↓↓↓

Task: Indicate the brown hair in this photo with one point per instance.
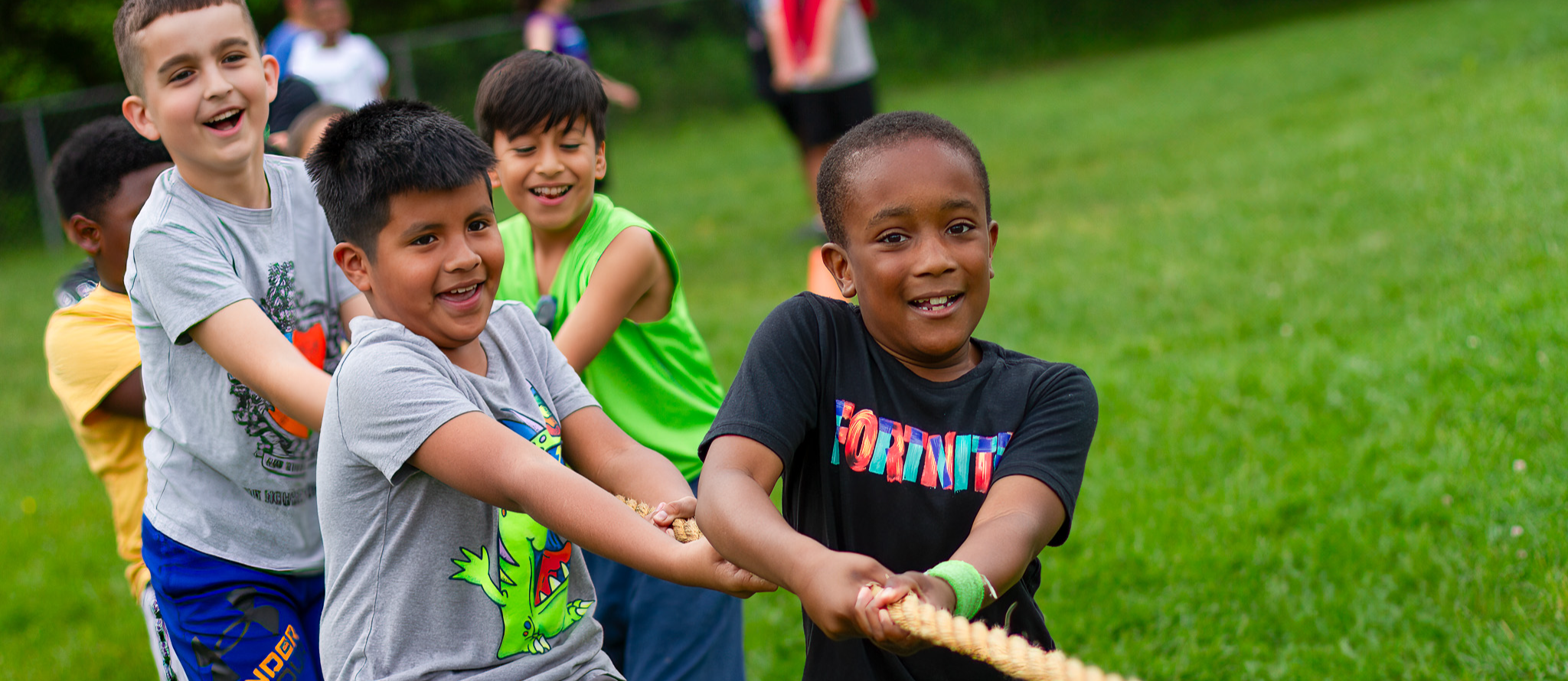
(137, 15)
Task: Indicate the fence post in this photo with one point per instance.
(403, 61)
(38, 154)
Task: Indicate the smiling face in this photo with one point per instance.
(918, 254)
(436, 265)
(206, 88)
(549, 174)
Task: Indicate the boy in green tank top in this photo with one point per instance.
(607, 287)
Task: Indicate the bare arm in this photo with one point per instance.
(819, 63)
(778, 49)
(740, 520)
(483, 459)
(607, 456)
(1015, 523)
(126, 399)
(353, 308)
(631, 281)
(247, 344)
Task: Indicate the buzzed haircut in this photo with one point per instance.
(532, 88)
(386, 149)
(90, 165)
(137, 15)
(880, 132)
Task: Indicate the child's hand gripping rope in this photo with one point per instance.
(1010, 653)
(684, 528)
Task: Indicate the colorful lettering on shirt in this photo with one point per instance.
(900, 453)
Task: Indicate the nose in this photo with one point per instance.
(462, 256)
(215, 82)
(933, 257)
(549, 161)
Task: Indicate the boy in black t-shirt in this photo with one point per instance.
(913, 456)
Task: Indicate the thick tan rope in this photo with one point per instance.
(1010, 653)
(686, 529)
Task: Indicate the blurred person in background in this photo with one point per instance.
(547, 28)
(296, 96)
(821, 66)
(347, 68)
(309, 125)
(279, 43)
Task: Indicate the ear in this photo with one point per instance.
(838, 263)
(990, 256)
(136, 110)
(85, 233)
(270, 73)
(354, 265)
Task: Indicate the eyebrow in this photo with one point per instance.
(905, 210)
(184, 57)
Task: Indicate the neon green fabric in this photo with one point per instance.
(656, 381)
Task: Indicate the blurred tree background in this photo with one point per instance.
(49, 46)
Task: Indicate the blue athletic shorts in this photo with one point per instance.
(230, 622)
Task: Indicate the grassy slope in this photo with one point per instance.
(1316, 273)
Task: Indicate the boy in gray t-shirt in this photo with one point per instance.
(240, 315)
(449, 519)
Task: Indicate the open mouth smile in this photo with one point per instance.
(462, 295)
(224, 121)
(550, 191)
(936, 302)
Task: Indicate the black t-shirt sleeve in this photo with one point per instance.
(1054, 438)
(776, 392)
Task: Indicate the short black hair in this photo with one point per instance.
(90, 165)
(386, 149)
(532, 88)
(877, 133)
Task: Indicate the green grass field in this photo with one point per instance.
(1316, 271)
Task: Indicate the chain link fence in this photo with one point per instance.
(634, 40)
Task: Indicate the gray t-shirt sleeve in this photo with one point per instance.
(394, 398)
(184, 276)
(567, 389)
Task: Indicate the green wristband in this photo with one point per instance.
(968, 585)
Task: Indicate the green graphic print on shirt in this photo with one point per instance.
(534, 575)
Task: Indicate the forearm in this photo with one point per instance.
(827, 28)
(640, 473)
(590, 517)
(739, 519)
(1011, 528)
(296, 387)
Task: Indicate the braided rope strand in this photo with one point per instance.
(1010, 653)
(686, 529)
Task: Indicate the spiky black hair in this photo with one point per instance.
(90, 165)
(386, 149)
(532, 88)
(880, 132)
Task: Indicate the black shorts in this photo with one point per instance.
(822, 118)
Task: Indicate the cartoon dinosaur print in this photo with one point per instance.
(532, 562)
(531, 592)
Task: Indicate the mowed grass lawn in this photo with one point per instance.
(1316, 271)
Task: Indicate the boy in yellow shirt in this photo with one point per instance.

↑↑↑

Do this:
Can you write out again every line of the material from the line containing "Task: Indicate the blurred tree" (that line included) through the end of the material, keeping all wording unchanged but scaling each coordinate in the answers by 1.35 and rounding to whole numbers, with halves rounded up?

Exercise solution:
Task: Indicate the blurred tree background in this photo with one point per instance.
(66, 62)
Task: Indicate the blue athletic shorts in this photo with one point per instance.
(311, 840)
Task: Indicate the grassy slope in this photo with one point per instance.
(1777, 369)
Task: Indicate the boy in gray t-shirt in this photo with one point per instance.
(324, 425)
(606, 701)
Task: Indicate the open mouth smile in this photo with one point per instance.
(624, 398)
(302, 163)
(743, 258)
(1264, 408)
Task: Indicate the black t-shirt sleeve in this photo with one point per instance.
(1423, 591)
(1048, 529)
Task: Indicate the short black hair in this photo with one point per instance.
(122, 223)
(521, 201)
(718, 119)
(1184, 180)
Task: Indicate the green grass field in this photo with one point per instance.
(1777, 366)
Task: Indicate the chain link fence in this photo with one point per instance.
(856, 54)
Task: Indicate the gray t-shirt sleeve in this photo with one point per instance.
(532, 537)
(248, 373)
(765, 525)
Task: Indicate the green wristband in this photo with one point per instance.
(1307, 790)
Task: Indicate the green graphic print on shirt in this photo with one point per instance.
(721, 776)
Task: Indicate the forearm in this photo with one point per instance.
(1116, 38)
(864, 639)
(797, 698)
(998, 701)
(1365, 713)
(400, 522)
Task: Indicate the braided rope strand in this photo with one point per instance.
(1364, 882)
(926, 714)
Task: Indicate the spiky black hair in this photo with one point per instance.
(122, 223)
(521, 201)
(718, 119)
(1188, 178)
Task: Indicate the black shorts in this photo with one point per instance.
(1110, 159)
Task: Indicate the cartoon dinosaur print in this photo with one point per instance.
(718, 759)
(717, 799)
Task: Indicate the mowed grass lawn in this photo with one point per instance.
(1777, 366)
Task: Indicate the boy in yellow shirt in this photo with one point per instance.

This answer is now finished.